_Request:_ Revise the entries below by replacing every "one point per instance" with "one point per occurrence" and leaving all other text unchanged. Omit the picture lines from your output.

Start of Excerpted records

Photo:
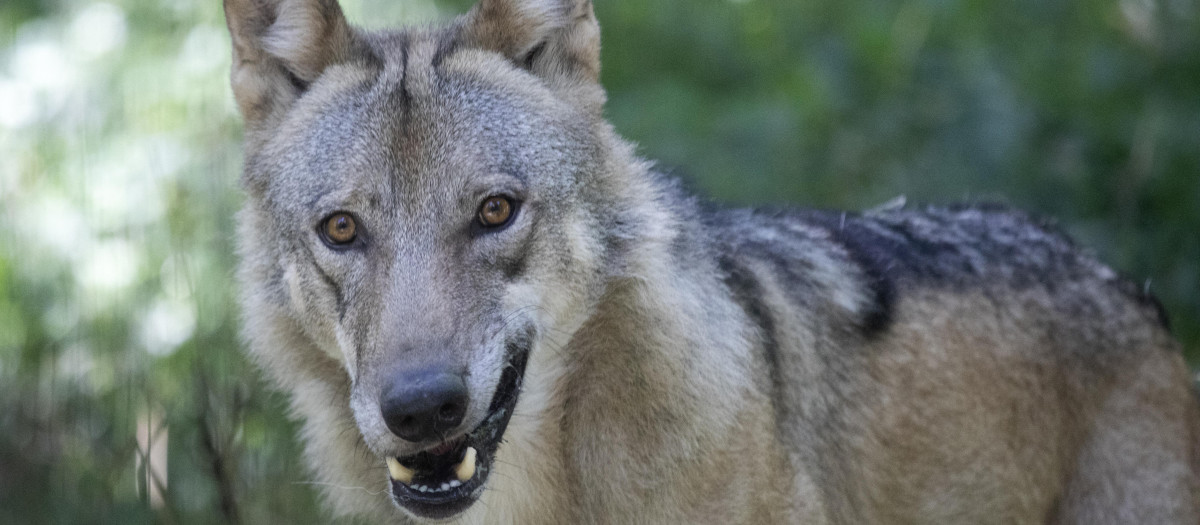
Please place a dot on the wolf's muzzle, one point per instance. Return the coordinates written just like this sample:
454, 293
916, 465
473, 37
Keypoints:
424, 405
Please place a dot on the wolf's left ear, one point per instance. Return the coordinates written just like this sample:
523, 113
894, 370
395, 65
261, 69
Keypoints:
556, 40
279, 48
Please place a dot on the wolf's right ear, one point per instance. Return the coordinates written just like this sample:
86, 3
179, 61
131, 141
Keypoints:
279, 48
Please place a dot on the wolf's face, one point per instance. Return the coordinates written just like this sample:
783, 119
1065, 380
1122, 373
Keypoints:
415, 205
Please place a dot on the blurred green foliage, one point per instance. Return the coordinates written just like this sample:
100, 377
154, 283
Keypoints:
119, 163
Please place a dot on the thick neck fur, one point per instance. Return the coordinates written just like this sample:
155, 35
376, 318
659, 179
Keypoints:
641, 404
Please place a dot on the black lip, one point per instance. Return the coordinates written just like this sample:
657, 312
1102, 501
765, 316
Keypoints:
485, 438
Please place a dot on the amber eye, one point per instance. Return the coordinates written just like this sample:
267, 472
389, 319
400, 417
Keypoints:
340, 229
496, 211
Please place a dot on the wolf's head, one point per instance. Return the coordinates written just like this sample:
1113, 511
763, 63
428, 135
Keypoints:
425, 211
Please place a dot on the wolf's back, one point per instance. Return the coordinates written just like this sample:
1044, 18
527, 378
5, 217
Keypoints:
909, 348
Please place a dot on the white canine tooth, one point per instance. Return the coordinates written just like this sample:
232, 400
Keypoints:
400, 472
466, 469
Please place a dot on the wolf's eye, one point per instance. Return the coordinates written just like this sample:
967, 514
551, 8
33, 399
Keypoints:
340, 229
496, 211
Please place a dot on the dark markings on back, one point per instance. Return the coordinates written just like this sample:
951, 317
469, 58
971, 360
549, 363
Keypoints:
748, 293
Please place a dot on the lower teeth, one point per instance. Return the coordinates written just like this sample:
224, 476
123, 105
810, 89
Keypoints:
463, 471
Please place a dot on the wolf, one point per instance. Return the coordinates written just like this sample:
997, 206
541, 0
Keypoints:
485, 308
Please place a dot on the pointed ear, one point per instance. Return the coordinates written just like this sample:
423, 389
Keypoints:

End of Excerpted records

_In response:_
Photo:
Please place a dot on the wolf's muzzle, one point per occurrence. Return the coordinates written just like this sample:
454, 293
916, 465
473, 37
Keypoints:
424, 405
Please place a dot on the wolf's left ear, one point per occurrence. Return the coordinates written just like this sample:
523, 113
894, 370
395, 65
261, 69
Keypoints:
556, 40
279, 48
Please place a dot on the wolf's right ear, one point per occurrence. Return the coordinates written just like this sample:
86, 3
179, 61
131, 141
Keypoints:
279, 48
Please place a dot on the wolf's face, one point per occurrence. Return the coordinates written just like this sample:
783, 119
1065, 380
1122, 373
Keypoints:
415, 205
Please place a dot on the blurred green foliage, one point per occurrence. Return the coordinates written just like this sample:
100, 377
154, 283
Keypoints:
119, 163
Please place a dot on the thick neck fur, one point per occurrence. Return the coordinates written just like this sample:
155, 35
376, 318
659, 179
Keypoints:
641, 404
Please place a dot on the black lip, one point per occurrence. Return the coordinates written just like this sample:
657, 312
1102, 501
765, 316
Keypoints:
485, 438
Please place a dot on the amber eye, one point per occurrence. Return the coordinates written just like this sample:
267, 472
389, 319
400, 417
Keypoints:
340, 229
496, 211
Please place a dot on the wolf's head, one point per occurrence. Return the coordinates written just like this sample:
1113, 511
763, 63
428, 135
Keypoints:
425, 211
Please place a dot on the wolf's back, one point per occurrence. Return the coordinates written just like this sample:
1044, 18
527, 378
5, 217
Keypoints:
909, 348
Please place a dot on the white canine tooth, one point per occurrence. Return the coordinates written just like this sample:
232, 400
Keypoints:
400, 472
466, 469
Please place a dot on the wolf's eye, one point per occurrence. Return the coordinates written just like this sample:
967, 514
551, 8
33, 399
Keypoints:
340, 229
496, 211
Please place a dot on the dark markings on back, one point per occurrence. Return the coordinates written just like this sample:
951, 317
469, 58
971, 360
549, 363
Keypoints:
748, 293
Please place a dot on the lower teeth, one point per occurrence. Return the coordinates written just like this sample:
224, 476
123, 105
810, 89
Keypoints:
463, 471
Please place a dot on the wolf, one point per occurrence. Return the coordinates written just like this sample:
997, 206
541, 0
Keypoints:
485, 308
Please place a dot on the pointed ear, one point per occurrence. Return the coordinates written just like this sample:
423, 389
Keypoints:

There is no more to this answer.